Data for this exercise →
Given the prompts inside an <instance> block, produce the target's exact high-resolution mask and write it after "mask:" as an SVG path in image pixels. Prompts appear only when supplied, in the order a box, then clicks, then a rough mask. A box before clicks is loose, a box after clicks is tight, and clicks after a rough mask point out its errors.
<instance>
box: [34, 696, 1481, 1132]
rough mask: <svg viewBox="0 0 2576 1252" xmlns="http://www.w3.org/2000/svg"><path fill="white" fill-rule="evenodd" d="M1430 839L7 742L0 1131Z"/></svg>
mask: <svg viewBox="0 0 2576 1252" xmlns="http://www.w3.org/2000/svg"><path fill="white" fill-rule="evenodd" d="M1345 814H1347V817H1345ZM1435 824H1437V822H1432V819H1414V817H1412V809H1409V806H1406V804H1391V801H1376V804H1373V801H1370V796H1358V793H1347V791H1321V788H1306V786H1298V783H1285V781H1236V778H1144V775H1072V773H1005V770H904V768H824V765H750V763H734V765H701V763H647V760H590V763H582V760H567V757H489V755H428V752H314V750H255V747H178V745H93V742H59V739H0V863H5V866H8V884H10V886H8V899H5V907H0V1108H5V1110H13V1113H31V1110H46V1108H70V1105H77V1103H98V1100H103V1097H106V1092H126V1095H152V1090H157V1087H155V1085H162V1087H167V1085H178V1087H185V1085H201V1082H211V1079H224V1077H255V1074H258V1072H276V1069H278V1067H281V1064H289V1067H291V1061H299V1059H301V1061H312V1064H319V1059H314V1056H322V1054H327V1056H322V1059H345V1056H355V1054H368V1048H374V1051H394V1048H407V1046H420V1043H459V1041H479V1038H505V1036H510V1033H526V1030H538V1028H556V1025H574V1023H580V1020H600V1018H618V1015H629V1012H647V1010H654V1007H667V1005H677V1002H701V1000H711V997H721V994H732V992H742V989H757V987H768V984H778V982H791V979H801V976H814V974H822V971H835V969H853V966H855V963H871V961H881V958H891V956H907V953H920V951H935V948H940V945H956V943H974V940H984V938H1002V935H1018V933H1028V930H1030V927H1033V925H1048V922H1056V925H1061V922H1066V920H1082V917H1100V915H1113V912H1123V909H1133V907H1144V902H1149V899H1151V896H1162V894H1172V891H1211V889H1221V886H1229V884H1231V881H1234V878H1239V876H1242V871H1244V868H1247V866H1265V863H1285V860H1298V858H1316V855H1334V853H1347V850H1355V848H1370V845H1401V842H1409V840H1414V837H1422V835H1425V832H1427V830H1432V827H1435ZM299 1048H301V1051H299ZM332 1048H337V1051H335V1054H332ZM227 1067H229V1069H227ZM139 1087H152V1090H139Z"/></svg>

Instructions for the task → In your reply, restate exactly the lines from the start of the records above through the line holding "box: [34, 696, 1481, 1132]", including both, and nothing else.

Reply →
Given the prompts inside an <instance> block, produce the target's exact high-resolution mask and write it after "mask:" as an SVG path in image pixels. Prompts appear only when supplied, in the order a box, then clicks, then a rough mask. A box before clicks is loose, a box after clicks is tight, and clicks after a rough mask point out its errors.
<instance>
box: [34, 696, 1481, 1132]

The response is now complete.